Excerpts of location labeling data
[BEGIN]
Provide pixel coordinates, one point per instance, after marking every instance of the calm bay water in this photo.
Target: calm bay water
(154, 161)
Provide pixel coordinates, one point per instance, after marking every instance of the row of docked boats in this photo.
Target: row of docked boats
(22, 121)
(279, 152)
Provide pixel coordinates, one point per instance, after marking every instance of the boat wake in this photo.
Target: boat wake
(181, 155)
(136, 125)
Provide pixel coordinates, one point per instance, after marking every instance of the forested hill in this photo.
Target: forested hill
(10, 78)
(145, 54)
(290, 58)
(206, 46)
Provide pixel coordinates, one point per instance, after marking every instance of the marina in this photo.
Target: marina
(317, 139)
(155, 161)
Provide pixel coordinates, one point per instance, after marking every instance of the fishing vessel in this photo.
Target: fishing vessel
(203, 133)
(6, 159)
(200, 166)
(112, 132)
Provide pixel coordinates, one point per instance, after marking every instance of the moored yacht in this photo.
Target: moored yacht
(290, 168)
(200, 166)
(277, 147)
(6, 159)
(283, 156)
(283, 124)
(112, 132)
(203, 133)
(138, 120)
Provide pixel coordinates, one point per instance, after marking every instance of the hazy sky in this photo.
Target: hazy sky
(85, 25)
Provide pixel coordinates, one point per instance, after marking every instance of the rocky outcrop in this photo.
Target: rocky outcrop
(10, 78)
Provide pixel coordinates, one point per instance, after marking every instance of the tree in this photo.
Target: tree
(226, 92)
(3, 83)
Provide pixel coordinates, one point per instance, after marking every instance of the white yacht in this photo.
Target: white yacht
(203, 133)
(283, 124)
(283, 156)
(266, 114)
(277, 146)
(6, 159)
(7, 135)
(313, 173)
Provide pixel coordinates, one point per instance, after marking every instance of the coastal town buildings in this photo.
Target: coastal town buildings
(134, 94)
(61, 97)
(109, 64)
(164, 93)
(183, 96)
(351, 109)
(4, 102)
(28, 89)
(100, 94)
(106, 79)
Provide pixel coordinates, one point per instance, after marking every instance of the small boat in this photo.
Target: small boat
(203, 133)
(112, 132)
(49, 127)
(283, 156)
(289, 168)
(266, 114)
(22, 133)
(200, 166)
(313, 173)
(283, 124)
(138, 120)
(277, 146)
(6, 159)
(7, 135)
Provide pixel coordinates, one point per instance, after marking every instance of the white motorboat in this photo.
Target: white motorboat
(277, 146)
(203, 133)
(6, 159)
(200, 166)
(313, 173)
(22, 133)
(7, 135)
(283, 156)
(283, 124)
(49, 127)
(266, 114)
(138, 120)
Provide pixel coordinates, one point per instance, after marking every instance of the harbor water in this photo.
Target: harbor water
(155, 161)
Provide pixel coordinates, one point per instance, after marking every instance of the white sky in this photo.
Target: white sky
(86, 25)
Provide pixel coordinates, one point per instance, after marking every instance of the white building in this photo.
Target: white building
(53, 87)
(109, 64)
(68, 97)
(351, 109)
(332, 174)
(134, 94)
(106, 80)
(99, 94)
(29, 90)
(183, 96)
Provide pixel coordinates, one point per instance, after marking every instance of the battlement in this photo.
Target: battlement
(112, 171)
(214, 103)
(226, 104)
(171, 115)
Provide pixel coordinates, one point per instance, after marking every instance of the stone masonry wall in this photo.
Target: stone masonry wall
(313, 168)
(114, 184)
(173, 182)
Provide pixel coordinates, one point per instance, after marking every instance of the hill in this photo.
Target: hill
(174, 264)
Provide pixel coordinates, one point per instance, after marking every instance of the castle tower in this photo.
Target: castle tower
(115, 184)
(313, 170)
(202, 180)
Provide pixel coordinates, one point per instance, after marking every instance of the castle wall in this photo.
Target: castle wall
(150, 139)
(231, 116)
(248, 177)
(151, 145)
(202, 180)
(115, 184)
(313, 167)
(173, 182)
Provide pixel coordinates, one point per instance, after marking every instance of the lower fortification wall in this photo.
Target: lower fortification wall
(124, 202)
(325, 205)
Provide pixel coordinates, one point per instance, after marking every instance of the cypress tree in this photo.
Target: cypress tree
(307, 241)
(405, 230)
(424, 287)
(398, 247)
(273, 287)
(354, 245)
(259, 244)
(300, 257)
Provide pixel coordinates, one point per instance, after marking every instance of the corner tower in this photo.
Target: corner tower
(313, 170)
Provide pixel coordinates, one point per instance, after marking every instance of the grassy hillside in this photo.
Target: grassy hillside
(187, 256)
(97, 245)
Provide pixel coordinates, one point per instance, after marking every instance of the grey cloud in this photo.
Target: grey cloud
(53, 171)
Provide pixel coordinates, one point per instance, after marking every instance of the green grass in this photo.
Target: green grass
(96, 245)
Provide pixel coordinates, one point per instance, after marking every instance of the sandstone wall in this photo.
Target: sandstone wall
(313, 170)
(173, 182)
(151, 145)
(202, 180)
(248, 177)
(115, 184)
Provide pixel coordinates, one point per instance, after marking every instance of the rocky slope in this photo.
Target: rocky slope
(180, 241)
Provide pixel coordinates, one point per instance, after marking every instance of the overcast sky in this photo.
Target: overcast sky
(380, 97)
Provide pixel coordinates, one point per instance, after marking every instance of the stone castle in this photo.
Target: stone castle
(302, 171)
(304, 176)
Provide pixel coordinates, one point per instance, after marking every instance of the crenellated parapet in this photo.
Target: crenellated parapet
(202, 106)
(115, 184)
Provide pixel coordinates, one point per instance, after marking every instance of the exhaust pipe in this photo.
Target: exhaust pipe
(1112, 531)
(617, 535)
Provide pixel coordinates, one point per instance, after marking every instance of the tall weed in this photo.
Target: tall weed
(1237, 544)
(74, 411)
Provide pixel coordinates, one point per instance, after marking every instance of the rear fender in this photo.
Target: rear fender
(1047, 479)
[END]
Set every line of the listing down word for word.

Task response:
Provide pixel coordinates, one point per instance, after marking every instance of the calm bay water in this photo.
Target: calm bay water
(154, 161)
Provide pixel coordinates, one point per instance, after marking every instance of the row of docked boats in this photo.
Target: row of docked boats
(22, 121)
(279, 152)
Provide pixel coordinates, one point per instance, after marking every instance of the boat wake in this photo.
Target: boat wake
(181, 155)
(136, 125)
Provide pixel coordinates, one point per instance, after marking every instance of the forested hill in this photo.
Target: forested hill
(10, 78)
(145, 54)
(290, 58)
(206, 46)
Provide pixel coordinates, one point per instance, after marking every instance of the marina in this photo.
Target: marina
(317, 139)
(155, 161)
Provide pixel coordinates, one point per instance, after marking every instance of the fishing vessel in this photo.
Target: fishing vessel
(203, 133)
(6, 159)
(200, 166)
(112, 132)
Provide pixel coordinates, one point per instance, after marking every instance of the moored yacht in this photo.
Target: moored yacht
(290, 168)
(200, 166)
(277, 147)
(6, 159)
(283, 156)
(283, 124)
(112, 132)
(203, 133)
(138, 120)
Provide pixel coordinates, one point per instance, after marking every instance of the hazy sky in this photo.
Target: hazy sky
(85, 25)
Provide pixel coordinates, one point per instance, after marking every instance of the rocky outcrop in this photo.
Target: rocky outcrop
(10, 78)
Provide pixel coordinates, one point per instance, after marking every instance of the tree in this photo.
Target: tree
(226, 92)
(3, 83)
Provide pixel coordinates, one point per instance, after marking every instance of the white yacht in this photo.
Target: white yacht
(203, 133)
(283, 124)
(283, 156)
(266, 114)
(277, 146)
(6, 159)
(7, 135)
(313, 173)
Provide pixel coordinates, one point per instance, after marking every instance of the coastal town buildings in this photo.
Target: coastal town buildings
(134, 94)
(61, 97)
(109, 64)
(164, 93)
(183, 96)
(351, 109)
(4, 102)
(28, 89)
(100, 94)
(106, 79)
Provide pixel coordinates, one point per instance, after marking every instance of the small boat in this photo.
Target: small boat
(203, 133)
(112, 132)
(49, 127)
(283, 156)
(289, 168)
(266, 114)
(22, 133)
(200, 166)
(313, 173)
(283, 124)
(138, 120)
(277, 146)
(6, 159)
(7, 135)
Provide pixel coordinates, one point per instance, after marking every instance of the white motorboat in this photo.
Target: white motorboat
(277, 146)
(203, 133)
(6, 159)
(200, 166)
(313, 173)
(22, 133)
(7, 135)
(283, 156)
(283, 124)
(49, 127)
(266, 114)
(138, 120)
Provide pixel coordinates, one point per instance, after marking every instance of the harbor water in this photo.
Target: harbor water
(155, 161)
Provide pixel coordinates, one point per instance, after marking every instance of the white sky in this photo.
Target: white sky
(86, 25)
Provide pixel coordinates, one point per instance, after marking every instance of the white building in this photo.
Target: white building
(53, 87)
(109, 64)
(68, 97)
(351, 109)
(332, 174)
(134, 94)
(106, 80)
(99, 94)
(29, 90)
(183, 96)
Provide pixel coordinates, one point per instance, after marking every instance of the battlement in this photo.
Target: battlement
(112, 171)
(214, 103)
(226, 104)
(171, 115)
Provide pixel coordinates, one point per instance, after marking every instance of the stone masonry wall in this photo.
Target: stone masonry wall
(313, 168)
(114, 184)
(173, 182)
Provide pixel coordinates, one point per instance, after marking every instance of the hill in this photo.
Target: hill
(174, 264)
Provide pixel coordinates, one point per instance, after marking every instance of the castle tower in this photo.
Target: castle tower
(115, 184)
(313, 170)
(202, 180)
Provide pixel coordinates, one point per instance, after marking every instance of the castle wall in this photo.
Target: castle wall
(150, 139)
(231, 116)
(248, 177)
(151, 145)
(202, 180)
(115, 184)
(313, 167)
(173, 182)
Provide pixel coordinates, one point per instance, after marking every instance of the lower fortification wall in this photo.
Target: lower fortification wall
(124, 202)
(325, 205)
Provide pixel coordinates, one point per instance, after marking every instance of the cypress tree in this photo.
Target: cypress tree
(307, 241)
(405, 230)
(424, 287)
(398, 247)
(273, 287)
(354, 245)
(259, 244)
(300, 257)
Provide pixel coordinates, one point per instance, after marking every instance of the corner tower in this photo.
Target: corner tower
(313, 170)
Provide pixel coordinates, one point per instance, after marking every instance of the grassy hillside in this photo.
Target: grassy hillside
(187, 256)
(97, 245)
Provide pixel coordinates, one point per instance, after marking every instance of the grey cloud in this photo.
Target: grey cloud
(53, 171)
Provide pixel coordinates, one point per instance, after marking every instance of the green grass in this photo.
Target: green grass
(96, 245)
Provide pixel coordinates, one point per instance, after marking every instance of the sandstone wall in this photo.
Target: sandstone wall
(313, 170)
(173, 182)
(151, 145)
(202, 180)
(248, 177)
(115, 184)
Provide pixel coordinates, one point per instance, after marking every instance of the rocky slope in this photo.
Target: rocky slope
(180, 241)
Provide pixel coordinates, one point per instance, after marking every instance of the overcast sky in this photo.
Target: overcast sky
(380, 97)
Provide pixel coordinates, one point per instance, after marking every instance of the stone castle in this photo.
Target: stone castle
(302, 171)
(304, 176)
Provide pixel coordinates, one point per instance, after marking every instance of the crenellated parapet in this photo.
Target: crenellated parapet
(202, 106)
(115, 184)
Provide pixel coordinates, one point per instance, after marking every instance of the exhaust pipe in this photo.
Target: exhaust pipe
(1112, 531)
(617, 535)
Provide pixel coordinates, one point per instance, after marking every instance of the tall weed in this photo.
Target: tall weed
(1237, 544)
(74, 411)
Provide pixel coordinates, one point per instance, after marking every instance of the rear fender in this photo.
Target: rear fender
(1047, 479)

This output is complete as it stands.